Task requirements: Repeat every line of the listing below verbatim, leaving out the pictures.

A section of a data file
------------------------------------------------

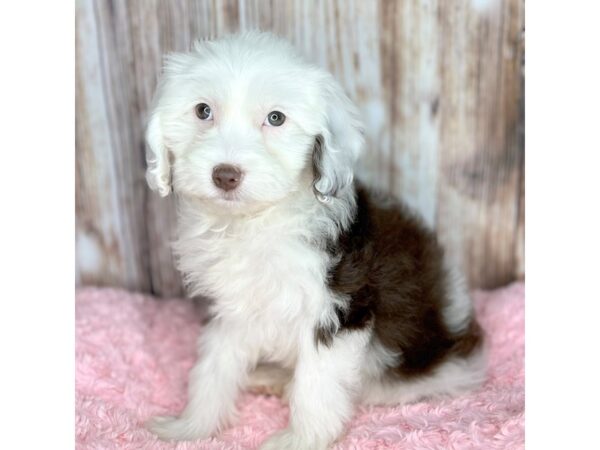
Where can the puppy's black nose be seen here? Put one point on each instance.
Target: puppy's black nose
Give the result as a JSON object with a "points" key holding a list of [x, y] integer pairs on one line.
{"points": [[226, 177]]}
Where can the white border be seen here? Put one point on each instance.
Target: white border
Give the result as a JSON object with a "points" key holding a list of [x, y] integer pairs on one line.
{"points": [[562, 224], [37, 224]]}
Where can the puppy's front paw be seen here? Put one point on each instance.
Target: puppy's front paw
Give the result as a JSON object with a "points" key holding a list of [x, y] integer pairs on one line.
{"points": [[171, 428], [286, 440]]}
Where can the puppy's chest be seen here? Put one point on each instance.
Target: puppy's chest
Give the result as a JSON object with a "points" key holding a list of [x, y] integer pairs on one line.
{"points": [[271, 274]]}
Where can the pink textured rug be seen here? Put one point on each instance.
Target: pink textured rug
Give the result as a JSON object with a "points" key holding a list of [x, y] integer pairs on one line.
{"points": [[133, 354]]}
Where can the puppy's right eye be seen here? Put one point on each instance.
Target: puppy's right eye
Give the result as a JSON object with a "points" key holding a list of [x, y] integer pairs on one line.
{"points": [[203, 111]]}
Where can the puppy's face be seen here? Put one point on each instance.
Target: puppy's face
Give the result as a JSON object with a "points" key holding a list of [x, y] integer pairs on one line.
{"points": [[235, 124]]}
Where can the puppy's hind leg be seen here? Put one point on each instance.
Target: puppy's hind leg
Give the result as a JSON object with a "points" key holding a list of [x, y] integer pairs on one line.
{"points": [[270, 379], [453, 377]]}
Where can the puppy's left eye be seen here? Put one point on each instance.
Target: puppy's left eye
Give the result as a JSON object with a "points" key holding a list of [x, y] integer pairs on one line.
{"points": [[275, 119]]}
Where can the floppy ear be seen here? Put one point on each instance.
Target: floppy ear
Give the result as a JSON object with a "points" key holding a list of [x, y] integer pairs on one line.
{"points": [[338, 146], [158, 172]]}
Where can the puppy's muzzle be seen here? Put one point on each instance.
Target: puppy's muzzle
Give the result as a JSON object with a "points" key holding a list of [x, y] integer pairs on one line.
{"points": [[226, 177]]}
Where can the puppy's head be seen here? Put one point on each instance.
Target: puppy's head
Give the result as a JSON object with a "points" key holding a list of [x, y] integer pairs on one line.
{"points": [[243, 121]]}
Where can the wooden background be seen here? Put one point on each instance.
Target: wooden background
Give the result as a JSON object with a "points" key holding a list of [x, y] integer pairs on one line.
{"points": [[440, 84]]}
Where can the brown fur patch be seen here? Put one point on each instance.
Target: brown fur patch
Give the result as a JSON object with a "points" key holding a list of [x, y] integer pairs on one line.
{"points": [[391, 267]]}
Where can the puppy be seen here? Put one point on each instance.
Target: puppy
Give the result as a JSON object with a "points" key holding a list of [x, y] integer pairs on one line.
{"points": [[345, 290]]}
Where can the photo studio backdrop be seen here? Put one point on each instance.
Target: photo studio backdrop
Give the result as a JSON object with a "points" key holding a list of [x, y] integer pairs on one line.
{"points": [[439, 83]]}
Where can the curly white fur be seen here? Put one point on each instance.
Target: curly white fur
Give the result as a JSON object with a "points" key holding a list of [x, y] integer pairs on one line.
{"points": [[258, 250]]}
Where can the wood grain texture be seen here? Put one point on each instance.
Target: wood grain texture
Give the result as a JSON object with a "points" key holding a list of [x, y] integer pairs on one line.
{"points": [[440, 85]]}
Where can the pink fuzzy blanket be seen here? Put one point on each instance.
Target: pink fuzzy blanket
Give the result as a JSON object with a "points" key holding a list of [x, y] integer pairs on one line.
{"points": [[133, 355]]}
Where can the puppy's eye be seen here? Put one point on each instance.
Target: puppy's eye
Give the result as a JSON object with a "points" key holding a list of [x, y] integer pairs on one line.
{"points": [[275, 119], [203, 111]]}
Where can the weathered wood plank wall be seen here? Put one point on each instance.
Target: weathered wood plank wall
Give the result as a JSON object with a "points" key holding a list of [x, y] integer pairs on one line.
{"points": [[440, 84]]}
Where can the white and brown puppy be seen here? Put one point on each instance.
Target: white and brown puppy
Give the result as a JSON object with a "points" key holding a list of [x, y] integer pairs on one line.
{"points": [[306, 269]]}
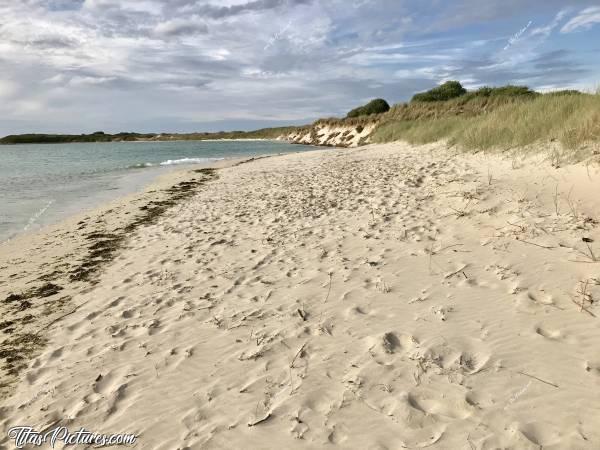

------------------------------------------------

Response to the task:
Where can the puppy's black nose be seen here? Put one point on each instance.
Target: puppy's black nose
Give the result as a JSON object with a "points" key holding a list of [x, y] integer pairs on one line.
{"points": [[226, 177]]}
Where can the white border be seen here? Put one point on each instance.
Target: white border
Give the result as a JSON object with a "points" key holding a list of [x, y] integer pairs on one line.
{"points": [[562, 224], [37, 224]]}
Where can the puppy's front paw be seen here? Put one point on each instance.
Target: puppy's front paw
Give the result as a JSON object with a "points" key holding a list of [x, y] integer pairs on one line.
{"points": [[171, 428], [286, 440]]}
Where can the puppy's chest be seen here? Put one point on each instance.
Target: puppy's chest
Give the result as a JSON object with a "points" key holding a list of [x, y] integer pairs on one line.
{"points": [[271, 274]]}
Where can the pink textured rug be seen here? Put one point on each instance.
Target: pink textured rug
Give the result as a JSON object with a "points" key holding a list of [x, y] integer pairs on one line.
{"points": [[133, 354]]}
Where can the puppy's right eye be seen here? Put one point on each instance.
Target: puppy's right eye
Give the result as a JSON object with a "points" key holding a list of [x, y] integer pairs on one line.
{"points": [[203, 111]]}
Where can the puppy's face be seen here? Put one point on each instance.
Target: puppy's face
Give the result as a JSON object with a "points" key holding a list of [x, y] integer pairs on one line.
{"points": [[235, 124]]}
Where can the puppy's hind leg be seen here? Put one point on each instance.
Target: puppy's hind leg
Give the result as a JSON object with a "points" key holding a list of [x, y] integer pairs on one line.
{"points": [[270, 379], [453, 377]]}
Where can the puppy's left eye be seen here? Put one point on each instance.
Target: puppy's left eye
Give the result as a JSON object with a "points" key holding a list of [x, y] integer pairs on one line.
{"points": [[275, 119]]}
Where can the floppy ear be seen here? Put one point on each instance.
Target: floppy ear
Give the result as a JSON object with a "points" key holding a list of [x, y] integer pairs on one line.
{"points": [[338, 146], [158, 172]]}
Where can the puppy's muzzle be seen here? Put one point on each instance.
Target: puppy's muzzle
Give the result as a JSON object with a "points" key holding a list of [x, y] integer pairs on one line.
{"points": [[226, 177]]}
Where can the puppy's head be seen here? Put one point on each instance.
Target: puppy's head
Give the result as a JSON object with a "points" key holding a list of [x, y] integer pairs on one line.
{"points": [[243, 121]]}
Where can the wooden background be seen here? Put one point on each instance.
Target: wooden background
Give the result as a JSON object with a "points" key holding a list of [x, y] integer pairs on one line.
{"points": [[440, 84]]}
Where can the brown fur patch be seen here? Put one point on each instance.
Target: brown fur patch
Give the result as a JSON object with a "points" key holding a list of [x, y] integer pairs on one line.
{"points": [[391, 267]]}
Where can the puppy be seen here? Put one point on each instance.
Target: puppy
Give the result as a JSON object with a "points" key holding a list of [x, y] integer pairs on one line.
{"points": [[345, 290]]}
Where can the photo studio backdrop be seen here? Put one point on each instance.
Target: photo studio backdrop
Give the result as a JSON object with a "points" key holding a list of [x, y] integer pairs on one line.
{"points": [[439, 83]]}
Where can the curly white fur be seen here? Put one point on each instance.
Target: curly white fur
Give the result as a JSON object with a "points" key holding a list of [x, y] integer pairs on one line.
{"points": [[258, 250]]}
Where can the wood grain texture be seen here? Put one point on each instance.
Target: wood grain texture
Give the result as a JSON object with a "points" key holding a list of [x, y] integer pairs on one line.
{"points": [[440, 85]]}
Where can the pink fuzzy blanket be seen here? Put one point on each instance.
Target: pink fuzzy blanket
Give the result as a JSON object with a "points" key holding a list of [x, y] integer pairs on one line.
{"points": [[133, 355]]}
Where can the puppy's eye be seen here? Put one point on each instance.
Target: puppy's eye
Give the result as a JSON object with a "points" key holding a list of [x, y] integer pairs on one line.
{"points": [[275, 119], [203, 111]]}
Where can the weathered wood plank wall be seen here? Put one point on each instance.
Target: weathered wood plank wall
Give the result as a JSON object with a "points" key holding a list of [x, y] integer pairs on one line.
{"points": [[440, 84]]}
Where can the white and brown puppy be seen here? Put one point on each instance.
Target: white and brown puppy
Give the result as a JSON object with a "points" key holding a list of [x, y] integer pairs on one line.
{"points": [[306, 269]]}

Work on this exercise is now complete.